* _GIVEN EXERCISE_: Extract every line from the items below that contains the word "hillside".

----------------------------------------

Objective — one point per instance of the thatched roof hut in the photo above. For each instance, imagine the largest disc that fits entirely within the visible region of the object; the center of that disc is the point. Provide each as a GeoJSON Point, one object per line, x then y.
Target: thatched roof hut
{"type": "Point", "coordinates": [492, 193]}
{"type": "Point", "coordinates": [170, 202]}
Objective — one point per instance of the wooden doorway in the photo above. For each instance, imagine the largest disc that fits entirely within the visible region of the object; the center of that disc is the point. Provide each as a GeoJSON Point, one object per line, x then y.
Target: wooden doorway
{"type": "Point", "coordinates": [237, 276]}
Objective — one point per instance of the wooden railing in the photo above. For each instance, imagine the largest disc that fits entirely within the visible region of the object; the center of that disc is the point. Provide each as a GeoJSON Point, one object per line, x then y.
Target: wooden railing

----------------------------------------

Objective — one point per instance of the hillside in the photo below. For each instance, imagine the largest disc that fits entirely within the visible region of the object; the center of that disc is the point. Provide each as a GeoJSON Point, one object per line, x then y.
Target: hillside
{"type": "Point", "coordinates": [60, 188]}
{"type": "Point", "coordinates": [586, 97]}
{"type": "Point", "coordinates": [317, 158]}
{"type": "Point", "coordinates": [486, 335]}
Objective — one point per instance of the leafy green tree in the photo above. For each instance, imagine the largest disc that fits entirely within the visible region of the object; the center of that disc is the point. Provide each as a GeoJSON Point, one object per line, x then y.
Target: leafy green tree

----------------------------------------

* _THE RESULT_:
Objective — one point per instance of the hillside in the photo below. For each instance, imagine the largest disc that fits entirely within the visible region of the object; the center of that disc is the point. Provide each as a GeoJSON Point, one object per line, x then y.
Target: hillside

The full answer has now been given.